**Problem**.
In the records below, write out the stretch from the line containing "Batch annotation spec — target class: tree" through the line containing "0,633,710,895", both included, keeping every character unchanged.

========================================================================

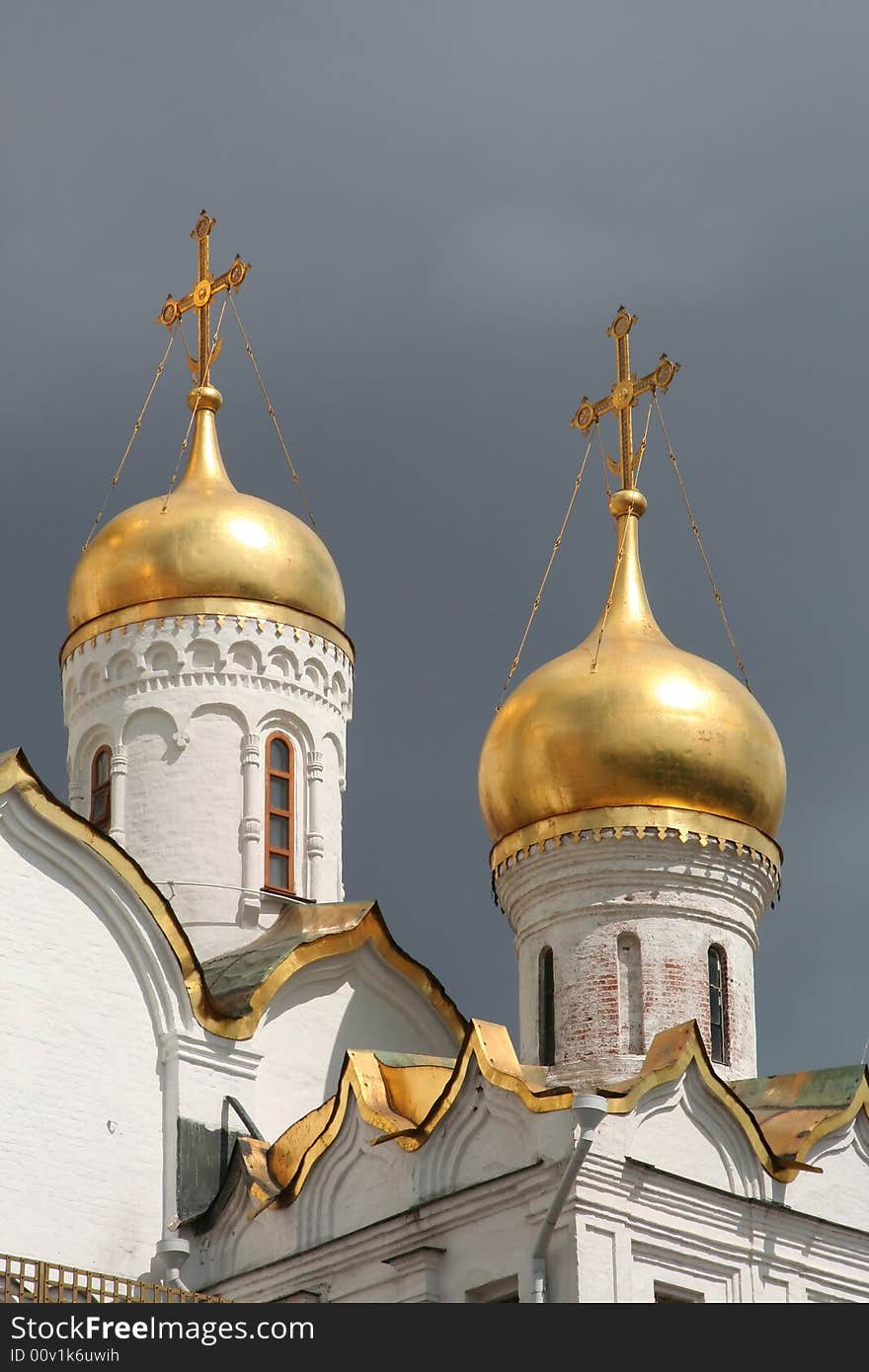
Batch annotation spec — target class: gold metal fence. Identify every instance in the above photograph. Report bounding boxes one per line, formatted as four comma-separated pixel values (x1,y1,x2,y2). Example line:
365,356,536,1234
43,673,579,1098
0,1253,224,1305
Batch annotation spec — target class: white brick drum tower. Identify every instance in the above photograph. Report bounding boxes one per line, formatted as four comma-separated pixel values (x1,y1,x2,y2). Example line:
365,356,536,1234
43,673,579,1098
62,386,353,957
479,489,785,1084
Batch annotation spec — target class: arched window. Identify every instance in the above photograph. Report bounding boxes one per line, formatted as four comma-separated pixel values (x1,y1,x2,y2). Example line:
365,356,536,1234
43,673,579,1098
708,944,728,1062
265,734,294,893
88,745,112,830
537,948,555,1067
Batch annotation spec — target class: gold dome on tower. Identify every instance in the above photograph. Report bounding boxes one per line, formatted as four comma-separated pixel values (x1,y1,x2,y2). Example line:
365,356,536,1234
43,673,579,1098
67,386,345,633
479,312,785,859
62,210,346,657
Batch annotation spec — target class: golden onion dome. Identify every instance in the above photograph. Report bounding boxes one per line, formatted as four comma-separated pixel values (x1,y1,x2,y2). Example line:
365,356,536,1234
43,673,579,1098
64,386,345,651
479,490,785,852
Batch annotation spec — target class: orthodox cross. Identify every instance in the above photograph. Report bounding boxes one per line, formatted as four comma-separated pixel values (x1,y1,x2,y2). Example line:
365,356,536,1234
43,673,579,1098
570,305,679,490
159,210,250,386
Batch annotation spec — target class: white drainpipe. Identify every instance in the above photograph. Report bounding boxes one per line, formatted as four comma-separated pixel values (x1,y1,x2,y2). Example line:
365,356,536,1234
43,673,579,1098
531,1097,606,1305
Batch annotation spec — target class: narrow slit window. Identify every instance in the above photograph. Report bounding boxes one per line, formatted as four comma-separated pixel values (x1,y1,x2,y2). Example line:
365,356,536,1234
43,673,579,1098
537,948,555,1067
708,947,728,1062
616,933,644,1054
88,746,112,833
265,734,295,893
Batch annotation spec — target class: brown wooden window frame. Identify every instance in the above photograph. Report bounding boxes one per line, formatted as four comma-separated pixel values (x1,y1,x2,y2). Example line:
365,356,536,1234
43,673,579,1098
88,743,112,834
264,729,295,896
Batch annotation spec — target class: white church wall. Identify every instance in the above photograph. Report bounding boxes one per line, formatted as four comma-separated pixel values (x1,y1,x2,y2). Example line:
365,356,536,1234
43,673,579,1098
251,944,458,1141
62,615,353,959
788,1110,869,1235
195,1073,869,1305
0,792,190,1276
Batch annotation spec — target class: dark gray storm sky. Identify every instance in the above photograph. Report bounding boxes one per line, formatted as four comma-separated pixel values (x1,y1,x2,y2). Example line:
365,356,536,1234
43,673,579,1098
0,0,869,1072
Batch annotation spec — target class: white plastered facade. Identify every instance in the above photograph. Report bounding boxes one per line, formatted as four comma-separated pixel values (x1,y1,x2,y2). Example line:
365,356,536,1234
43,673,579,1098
63,615,353,959
496,816,778,1080
0,788,456,1277
194,1066,869,1304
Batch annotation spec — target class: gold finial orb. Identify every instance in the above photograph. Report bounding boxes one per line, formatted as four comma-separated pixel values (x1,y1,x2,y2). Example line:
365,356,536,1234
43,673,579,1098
478,490,785,854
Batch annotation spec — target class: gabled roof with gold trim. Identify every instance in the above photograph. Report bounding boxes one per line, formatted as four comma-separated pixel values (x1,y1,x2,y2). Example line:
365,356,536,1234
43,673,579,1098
230,1020,573,1213
600,1020,869,1181
0,749,467,1042
213,1020,869,1222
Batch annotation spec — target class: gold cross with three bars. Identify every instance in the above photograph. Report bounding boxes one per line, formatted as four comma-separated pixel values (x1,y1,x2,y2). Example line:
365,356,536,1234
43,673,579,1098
159,210,250,386
570,305,679,490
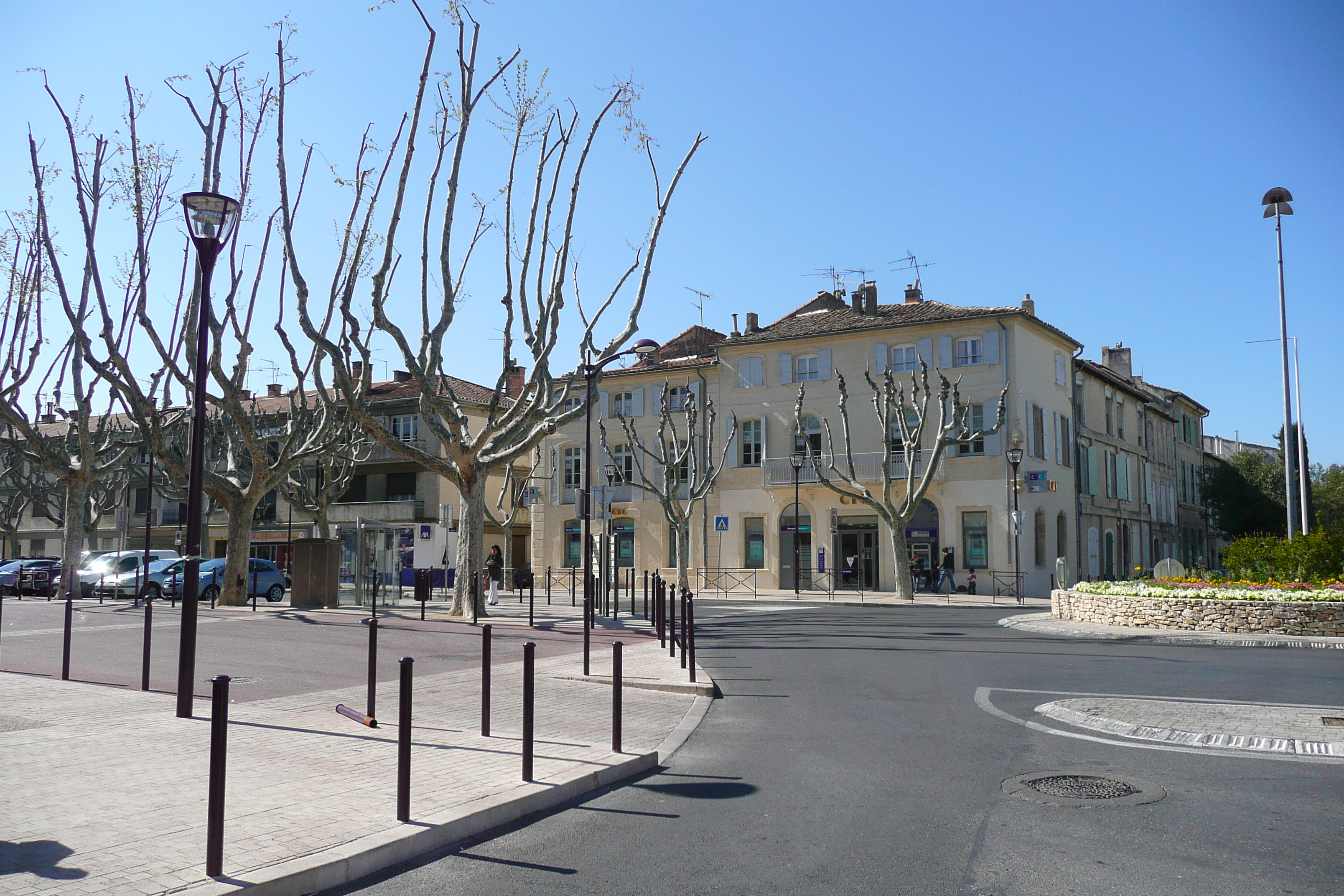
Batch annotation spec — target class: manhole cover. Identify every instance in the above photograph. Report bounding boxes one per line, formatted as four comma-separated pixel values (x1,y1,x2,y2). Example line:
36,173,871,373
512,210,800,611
1024,775,1138,799
1003,769,1166,809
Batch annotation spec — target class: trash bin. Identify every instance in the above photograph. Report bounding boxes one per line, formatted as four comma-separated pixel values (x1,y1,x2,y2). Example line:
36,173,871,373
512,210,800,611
415,570,434,602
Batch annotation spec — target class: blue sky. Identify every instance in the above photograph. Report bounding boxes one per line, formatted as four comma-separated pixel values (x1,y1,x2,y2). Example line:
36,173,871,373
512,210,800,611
0,7,1344,462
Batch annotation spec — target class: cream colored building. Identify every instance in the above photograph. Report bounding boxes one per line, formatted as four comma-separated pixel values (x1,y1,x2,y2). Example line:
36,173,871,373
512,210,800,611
532,282,1081,595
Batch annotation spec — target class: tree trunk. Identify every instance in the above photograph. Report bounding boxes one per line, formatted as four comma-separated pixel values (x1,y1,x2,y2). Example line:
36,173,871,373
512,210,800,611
217,501,257,607
449,468,486,616
61,480,89,598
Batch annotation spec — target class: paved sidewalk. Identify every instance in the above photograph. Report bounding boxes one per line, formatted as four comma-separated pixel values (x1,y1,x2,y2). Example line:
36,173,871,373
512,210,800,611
998,612,1344,650
1036,697,1344,756
0,633,710,895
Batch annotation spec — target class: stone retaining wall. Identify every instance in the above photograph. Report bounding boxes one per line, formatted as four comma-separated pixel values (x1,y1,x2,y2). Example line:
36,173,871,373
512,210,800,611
1050,591,1344,638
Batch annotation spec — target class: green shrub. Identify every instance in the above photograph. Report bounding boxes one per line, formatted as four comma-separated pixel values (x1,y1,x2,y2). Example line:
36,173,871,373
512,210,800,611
1223,532,1344,582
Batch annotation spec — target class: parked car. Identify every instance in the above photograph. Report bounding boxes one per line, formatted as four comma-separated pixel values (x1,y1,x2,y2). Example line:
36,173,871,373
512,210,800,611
75,548,178,598
94,553,184,601
0,557,61,595
163,557,288,603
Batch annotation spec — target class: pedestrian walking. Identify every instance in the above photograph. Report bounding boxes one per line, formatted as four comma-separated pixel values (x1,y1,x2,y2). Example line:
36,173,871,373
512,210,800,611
485,544,504,606
934,548,957,594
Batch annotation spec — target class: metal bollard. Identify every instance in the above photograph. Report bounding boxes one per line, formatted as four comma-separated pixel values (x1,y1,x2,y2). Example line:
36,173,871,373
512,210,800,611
583,596,590,675
364,616,378,719
611,641,622,752
140,602,155,690
397,657,415,821
481,622,491,738
206,676,229,877
679,588,687,669
683,594,695,681
61,598,75,681
523,641,535,781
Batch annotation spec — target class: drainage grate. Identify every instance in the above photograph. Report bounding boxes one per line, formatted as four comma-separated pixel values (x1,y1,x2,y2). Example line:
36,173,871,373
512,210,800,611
1023,775,1140,799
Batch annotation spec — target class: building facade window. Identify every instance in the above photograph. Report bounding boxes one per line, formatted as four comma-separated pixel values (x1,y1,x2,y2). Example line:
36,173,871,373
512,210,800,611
392,414,419,442
957,336,985,367
742,516,765,570
738,420,765,466
961,510,989,570
738,357,765,388
891,345,919,374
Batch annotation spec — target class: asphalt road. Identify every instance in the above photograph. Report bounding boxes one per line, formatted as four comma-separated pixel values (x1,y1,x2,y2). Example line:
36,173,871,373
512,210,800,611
0,595,649,703
317,602,1344,896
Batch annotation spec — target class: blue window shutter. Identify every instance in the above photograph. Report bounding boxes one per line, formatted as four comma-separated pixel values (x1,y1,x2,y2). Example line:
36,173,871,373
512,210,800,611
984,331,998,364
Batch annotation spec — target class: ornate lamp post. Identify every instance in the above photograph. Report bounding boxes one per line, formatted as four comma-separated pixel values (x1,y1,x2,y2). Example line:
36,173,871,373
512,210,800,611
789,451,805,601
1004,446,1023,603
178,192,241,719
582,339,659,675
1261,187,1306,541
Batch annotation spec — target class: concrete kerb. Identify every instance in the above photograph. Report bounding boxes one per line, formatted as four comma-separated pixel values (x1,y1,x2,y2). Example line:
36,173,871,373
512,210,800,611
998,613,1344,650
167,676,714,896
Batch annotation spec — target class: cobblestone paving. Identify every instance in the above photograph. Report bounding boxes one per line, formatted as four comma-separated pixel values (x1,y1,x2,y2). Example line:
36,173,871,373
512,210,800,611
0,644,708,896
1036,697,1344,756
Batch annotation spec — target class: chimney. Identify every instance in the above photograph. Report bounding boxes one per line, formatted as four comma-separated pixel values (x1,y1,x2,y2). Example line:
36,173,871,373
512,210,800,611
1101,343,1134,380
504,364,527,397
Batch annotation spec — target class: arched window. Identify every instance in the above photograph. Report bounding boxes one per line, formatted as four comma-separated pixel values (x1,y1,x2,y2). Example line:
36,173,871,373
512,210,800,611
793,415,821,454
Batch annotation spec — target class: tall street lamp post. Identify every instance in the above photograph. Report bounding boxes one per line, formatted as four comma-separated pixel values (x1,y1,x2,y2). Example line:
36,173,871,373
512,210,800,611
1004,447,1023,603
789,451,804,601
582,339,659,636
1261,187,1305,541
178,192,241,719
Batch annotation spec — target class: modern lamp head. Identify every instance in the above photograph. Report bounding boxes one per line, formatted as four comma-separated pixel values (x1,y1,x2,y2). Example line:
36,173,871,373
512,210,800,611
181,192,242,251
1261,187,1293,218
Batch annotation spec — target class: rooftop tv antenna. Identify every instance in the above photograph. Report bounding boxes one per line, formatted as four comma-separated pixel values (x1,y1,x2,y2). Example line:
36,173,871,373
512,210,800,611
887,249,938,283
685,286,714,326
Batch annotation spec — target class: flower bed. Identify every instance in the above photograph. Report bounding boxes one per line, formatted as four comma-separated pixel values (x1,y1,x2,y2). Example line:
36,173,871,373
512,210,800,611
1050,582,1344,638
1071,579,1344,602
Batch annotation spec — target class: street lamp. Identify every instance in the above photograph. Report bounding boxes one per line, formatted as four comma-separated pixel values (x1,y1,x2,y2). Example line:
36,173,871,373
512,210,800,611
178,192,242,719
582,339,659,675
1261,187,1305,541
1004,446,1023,603
789,451,804,601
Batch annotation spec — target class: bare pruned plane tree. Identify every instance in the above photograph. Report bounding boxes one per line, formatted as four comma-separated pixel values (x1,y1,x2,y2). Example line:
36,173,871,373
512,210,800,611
277,4,704,614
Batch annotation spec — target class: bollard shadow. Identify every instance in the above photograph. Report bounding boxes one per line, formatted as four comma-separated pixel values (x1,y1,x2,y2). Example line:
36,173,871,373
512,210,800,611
0,840,89,880
630,781,759,799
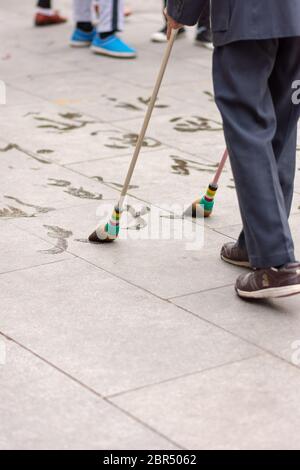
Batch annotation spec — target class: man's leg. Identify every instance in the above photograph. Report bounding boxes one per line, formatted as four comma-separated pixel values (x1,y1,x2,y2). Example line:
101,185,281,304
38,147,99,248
214,40,295,268
238,38,300,253
196,0,213,49
270,38,300,216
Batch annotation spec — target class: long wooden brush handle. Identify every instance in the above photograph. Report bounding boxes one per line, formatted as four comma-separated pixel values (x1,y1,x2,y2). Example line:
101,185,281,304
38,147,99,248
212,149,228,186
119,29,178,203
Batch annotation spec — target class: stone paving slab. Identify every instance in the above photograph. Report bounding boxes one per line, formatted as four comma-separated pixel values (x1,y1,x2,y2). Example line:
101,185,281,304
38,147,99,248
0,0,300,449
0,221,72,276
0,336,176,450
10,200,244,298
0,259,257,395
114,356,300,450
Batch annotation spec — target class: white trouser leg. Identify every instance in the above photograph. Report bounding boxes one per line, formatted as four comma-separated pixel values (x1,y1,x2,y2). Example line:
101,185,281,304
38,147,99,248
73,0,92,23
97,0,124,33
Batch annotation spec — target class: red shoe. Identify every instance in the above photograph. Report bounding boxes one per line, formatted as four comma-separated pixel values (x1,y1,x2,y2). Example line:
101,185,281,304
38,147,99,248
34,11,68,26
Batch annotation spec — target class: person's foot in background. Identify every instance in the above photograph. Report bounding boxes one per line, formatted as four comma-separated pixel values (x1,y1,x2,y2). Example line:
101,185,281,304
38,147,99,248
34,0,67,26
195,26,214,49
124,7,132,18
70,21,96,47
91,32,137,59
151,26,185,42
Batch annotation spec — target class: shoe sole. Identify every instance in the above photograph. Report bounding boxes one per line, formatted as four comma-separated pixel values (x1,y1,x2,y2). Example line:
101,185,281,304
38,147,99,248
91,46,136,59
195,40,214,51
70,41,91,48
236,284,300,299
221,255,252,269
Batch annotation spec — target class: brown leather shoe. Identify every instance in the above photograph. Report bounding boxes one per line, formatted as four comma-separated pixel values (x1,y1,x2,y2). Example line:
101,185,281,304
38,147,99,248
34,11,67,26
221,242,251,268
235,263,300,299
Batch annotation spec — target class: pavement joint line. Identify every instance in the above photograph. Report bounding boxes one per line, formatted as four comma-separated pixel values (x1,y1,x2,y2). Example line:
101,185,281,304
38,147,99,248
165,300,300,372
105,353,265,399
0,331,186,450
166,283,234,305
62,145,167,167
0,258,70,276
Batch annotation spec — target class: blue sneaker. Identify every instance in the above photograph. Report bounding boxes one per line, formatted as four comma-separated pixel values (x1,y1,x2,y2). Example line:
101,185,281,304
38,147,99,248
70,28,95,47
91,34,136,59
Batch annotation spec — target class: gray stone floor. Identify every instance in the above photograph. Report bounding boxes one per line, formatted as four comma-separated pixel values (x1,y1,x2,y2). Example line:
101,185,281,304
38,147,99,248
0,0,300,449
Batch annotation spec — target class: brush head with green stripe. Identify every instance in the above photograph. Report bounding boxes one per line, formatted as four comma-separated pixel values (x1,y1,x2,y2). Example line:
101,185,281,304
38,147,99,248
191,184,218,219
89,206,122,243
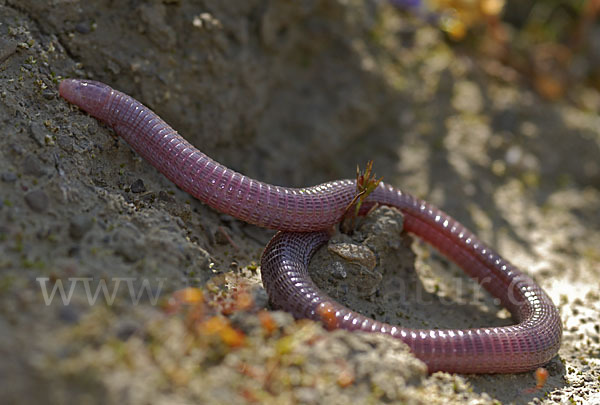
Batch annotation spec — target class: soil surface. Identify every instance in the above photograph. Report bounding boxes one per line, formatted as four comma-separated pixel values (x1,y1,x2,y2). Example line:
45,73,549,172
0,0,600,404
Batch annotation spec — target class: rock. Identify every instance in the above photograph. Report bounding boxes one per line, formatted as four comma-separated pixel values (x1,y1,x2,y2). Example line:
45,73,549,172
25,190,48,212
2,172,17,183
69,214,94,240
29,121,48,146
58,305,79,323
131,179,146,193
42,89,56,100
0,39,17,63
23,155,46,177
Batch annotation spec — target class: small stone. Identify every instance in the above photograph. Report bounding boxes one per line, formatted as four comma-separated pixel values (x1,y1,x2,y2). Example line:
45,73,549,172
131,179,146,193
0,39,17,63
23,155,46,177
29,121,48,146
58,305,79,323
42,89,56,100
116,320,140,341
25,190,48,212
2,172,17,183
75,22,92,34
327,243,377,270
69,214,94,240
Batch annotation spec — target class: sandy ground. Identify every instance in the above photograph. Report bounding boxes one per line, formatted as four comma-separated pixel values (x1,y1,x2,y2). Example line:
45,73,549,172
0,0,600,404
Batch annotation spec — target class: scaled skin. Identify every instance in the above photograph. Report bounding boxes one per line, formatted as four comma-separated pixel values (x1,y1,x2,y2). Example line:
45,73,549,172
59,79,562,373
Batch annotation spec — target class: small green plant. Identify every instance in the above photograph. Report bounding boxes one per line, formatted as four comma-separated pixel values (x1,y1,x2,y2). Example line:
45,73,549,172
346,160,383,227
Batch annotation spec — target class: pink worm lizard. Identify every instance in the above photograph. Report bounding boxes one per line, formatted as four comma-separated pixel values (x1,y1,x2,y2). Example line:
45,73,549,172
59,79,562,373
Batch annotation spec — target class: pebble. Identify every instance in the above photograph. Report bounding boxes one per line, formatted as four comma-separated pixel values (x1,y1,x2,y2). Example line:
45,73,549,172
75,22,92,34
29,121,48,146
25,190,48,212
115,319,140,341
131,179,146,193
69,214,94,240
2,172,17,183
327,243,377,270
42,89,56,100
0,39,17,63
58,305,79,323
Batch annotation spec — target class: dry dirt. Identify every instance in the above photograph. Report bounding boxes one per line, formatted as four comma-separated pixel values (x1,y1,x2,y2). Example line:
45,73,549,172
0,0,600,404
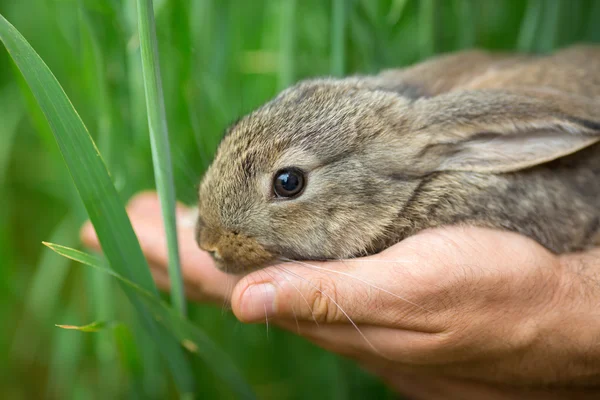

========================================================================

**Solution to the problem**.
Batch annotation spec — target class: tree trunk. Identify every instance in the above photograph. Report bounding boxes one per line, formatted as four comma-separated pixel values (x1,y1,x2,y2). Example line:
36,173,871,373
512,210,800,611
217,501,257,607
449,468,486,616
61,480,89,598
Batch annotation spec — target class: paved sidewalk. Identify every instance in the above photograph. Report bounding boxes one per line, formatted as four comma-separated pixel values (x1,y1,x2,y2). Example line:
36,173,871,373
512,210,800,611
998,612,1344,650
1036,697,1344,756
0,633,710,895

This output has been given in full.